• [Texto de origen]:
──────────

Ucrania sabe en estos días a un país extraño, en el que la vida es efímera, volátil. Multitudes de mundos desemejantes conviven a la sazón, en las conversaciones privadas de la gente y según la geografía. En el oeste del país, existe una normalidad parcial, los ataques son ahora esporádicos, y en las fronteras con Europa largas filas de vehículos hacen cola para regresar a un país cuyo nombre suscita temor en cualquiera que no haya vivido una guerra.
También en Kiev, y en los cercanos pueblos que por tantas semanas hicieron de escudo al avance ruso hacia la capital ucraniana, la vida ha empezado a regenerarse. Varias tiendas han reabierto, hay embotellamientos, y continúan los análisis sobre los cuerpos de los asesinados hallados en las aéreas ocupadas por semanas por las fuerzas rusas, donde, según ha reconocido incluso la ONU, hay indicios de que hubo ejecuciones sumarias.
Mientras, el terror y la sangre se amontonan en el este y sur del país. La realidad impresiona porque la situación es incluso más grave que lo que los medios logramos retransmitir. Centenares de desesperados siguen huyendo; viajan sucios y desnutridos desde el Donbass y la martirizada Mariúpol, ciudad, desde hace pocos días, prácticamente bajo control ruso tras una resistencia que ha durado dos meses. Llegan a grandes ciudades como Zaporiyia, en el sur, o Dnipro, en el centro del país, pero también a los pequeños pueblos de las llanuras de la zona, guiados a menudo por una población local que les atiende y les ayuda, como puede, a escapar.

──────────

• [Por hacer]:
(A) Según la crónica sobre Ucrania, ¿cuánto tiempo duró la resistencia de Mariúpol?
(B) Resume en dos oraciones la crónica sobre Ucrania.

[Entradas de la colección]
──────────

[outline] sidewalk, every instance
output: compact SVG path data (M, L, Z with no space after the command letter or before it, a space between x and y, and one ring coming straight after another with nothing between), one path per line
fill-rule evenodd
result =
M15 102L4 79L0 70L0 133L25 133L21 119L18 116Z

──────────

• [Soluciones por tarea]:
(A) Dos meses.

(B) En el oeste del país existe una normalidad parcial con ataques esporádicos, y en Kiev y sus pueblos cercanos la vida empieza a regenerarse mientras continúan los análisis de los cuerpos hallados en zonas ocupadas por las fuerzas rusas. En el este y el sur se amontonan el terror y la sangre, y centenares de personas huyen del Donbass y de Mariúpol hacia ciudades como Zaporiyia o Dnipro y hacia pequeños pueblos de la zona.